- _What you will do_
Restate the material between the lines holding "the dense forest?" and "[166,105,203,110]", inclusive, with the requests included and every bounding-box coordinate in the answers scaled by 1.55 and rounded to a whole number, halves rounding up. Leave the pictures out of your reply.

- _Data rows_

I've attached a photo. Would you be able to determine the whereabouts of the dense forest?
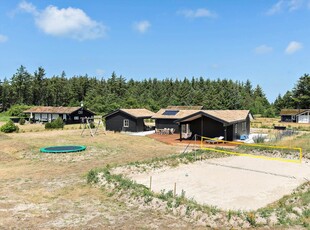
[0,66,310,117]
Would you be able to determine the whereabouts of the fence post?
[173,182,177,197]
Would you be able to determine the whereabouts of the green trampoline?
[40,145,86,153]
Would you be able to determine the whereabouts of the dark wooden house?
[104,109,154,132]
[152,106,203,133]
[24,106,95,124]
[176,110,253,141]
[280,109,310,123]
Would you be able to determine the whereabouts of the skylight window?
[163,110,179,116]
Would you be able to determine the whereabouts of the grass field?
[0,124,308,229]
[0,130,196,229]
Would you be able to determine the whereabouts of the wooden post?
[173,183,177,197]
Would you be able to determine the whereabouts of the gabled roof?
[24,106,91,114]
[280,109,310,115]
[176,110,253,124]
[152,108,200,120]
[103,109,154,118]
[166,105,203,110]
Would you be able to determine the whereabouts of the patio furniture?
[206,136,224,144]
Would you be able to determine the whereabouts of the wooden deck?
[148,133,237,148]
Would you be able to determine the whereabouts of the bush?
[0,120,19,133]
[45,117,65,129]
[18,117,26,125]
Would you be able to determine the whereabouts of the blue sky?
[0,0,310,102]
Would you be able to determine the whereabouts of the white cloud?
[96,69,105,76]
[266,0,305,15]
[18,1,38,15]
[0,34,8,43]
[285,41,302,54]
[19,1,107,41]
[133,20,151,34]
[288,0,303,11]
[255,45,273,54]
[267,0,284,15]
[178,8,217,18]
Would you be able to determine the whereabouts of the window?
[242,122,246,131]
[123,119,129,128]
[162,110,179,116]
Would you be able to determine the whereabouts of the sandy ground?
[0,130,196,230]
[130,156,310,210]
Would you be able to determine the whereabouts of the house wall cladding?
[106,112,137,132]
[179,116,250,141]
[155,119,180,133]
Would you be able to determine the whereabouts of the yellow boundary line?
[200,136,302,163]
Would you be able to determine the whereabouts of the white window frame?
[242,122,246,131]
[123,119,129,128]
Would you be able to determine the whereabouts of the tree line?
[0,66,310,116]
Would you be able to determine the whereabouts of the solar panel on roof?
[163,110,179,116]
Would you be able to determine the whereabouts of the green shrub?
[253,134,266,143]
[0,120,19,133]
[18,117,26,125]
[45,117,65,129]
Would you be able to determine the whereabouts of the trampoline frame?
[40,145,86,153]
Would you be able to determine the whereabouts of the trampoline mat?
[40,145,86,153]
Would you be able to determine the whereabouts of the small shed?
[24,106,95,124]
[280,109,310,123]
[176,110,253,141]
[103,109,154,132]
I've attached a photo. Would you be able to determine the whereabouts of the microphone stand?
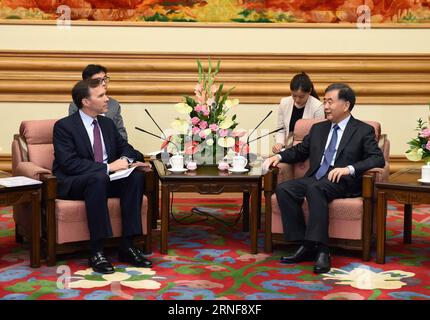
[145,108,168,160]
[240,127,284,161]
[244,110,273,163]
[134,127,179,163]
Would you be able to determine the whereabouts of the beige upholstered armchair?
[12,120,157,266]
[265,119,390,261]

==

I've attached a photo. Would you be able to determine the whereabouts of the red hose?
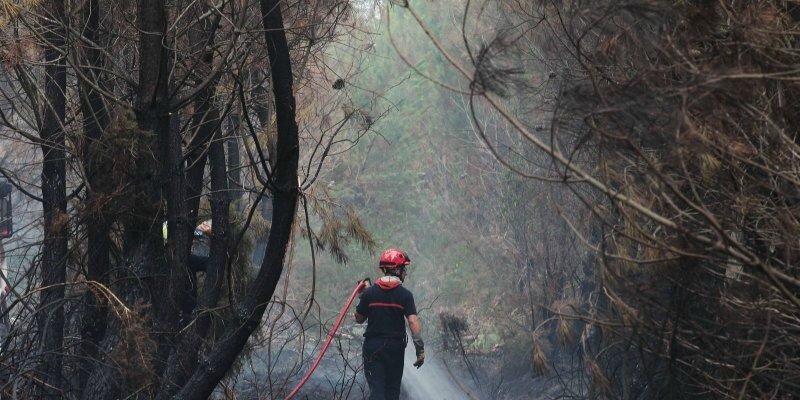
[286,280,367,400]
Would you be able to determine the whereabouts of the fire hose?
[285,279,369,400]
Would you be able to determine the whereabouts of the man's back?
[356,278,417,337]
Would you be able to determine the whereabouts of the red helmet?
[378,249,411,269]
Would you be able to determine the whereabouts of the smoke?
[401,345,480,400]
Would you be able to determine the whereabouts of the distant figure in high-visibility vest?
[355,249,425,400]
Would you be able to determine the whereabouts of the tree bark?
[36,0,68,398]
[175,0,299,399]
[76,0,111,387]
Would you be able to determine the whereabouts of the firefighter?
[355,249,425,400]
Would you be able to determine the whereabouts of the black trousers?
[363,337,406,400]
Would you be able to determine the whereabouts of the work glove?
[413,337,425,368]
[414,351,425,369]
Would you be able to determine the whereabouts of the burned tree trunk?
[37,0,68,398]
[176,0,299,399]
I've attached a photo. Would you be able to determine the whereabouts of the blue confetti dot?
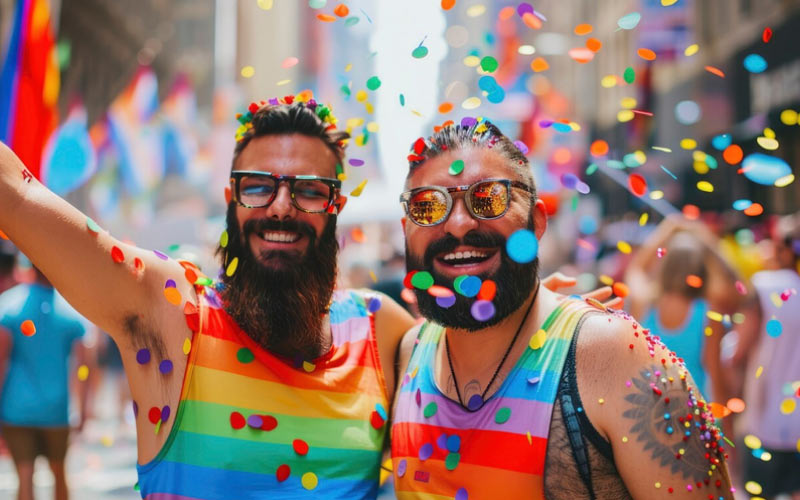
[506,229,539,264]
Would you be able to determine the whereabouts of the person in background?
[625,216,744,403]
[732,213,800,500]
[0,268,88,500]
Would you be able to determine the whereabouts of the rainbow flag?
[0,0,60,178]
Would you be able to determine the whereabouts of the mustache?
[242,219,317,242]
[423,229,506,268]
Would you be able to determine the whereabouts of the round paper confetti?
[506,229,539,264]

- _Full answer_
I've attached a photo. Would you be able to determine the whereabouts of the dense forest?
[0,102,481,181]
Would you be able to determine the whereabouts of the fence post?
[268,282,274,305]
Would you be able to determine the whereabouts of the green trampoline?
[62,225,133,237]
Would you be able to determine the whereabouts of the dark wooden house?
[161,169,239,205]
[236,164,315,206]
[37,164,147,192]
[273,171,392,219]
[434,169,481,191]
Would you be able to determine the whereabouts of the skylight window?
[253,171,277,180]
Would you be able to determine the whereabouts of the grass field?
[0,192,477,355]
[0,202,304,355]
Would you be able to determine the whereabouts of the wooden post?
[268,284,274,305]
Would you be able to determine the whereabouts of the gabled roof?
[37,164,141,177]
[434,169,481,178]
[273,171,392,192]
[236,167,310,186]
[160,169,239,183]
[257,163,315,171]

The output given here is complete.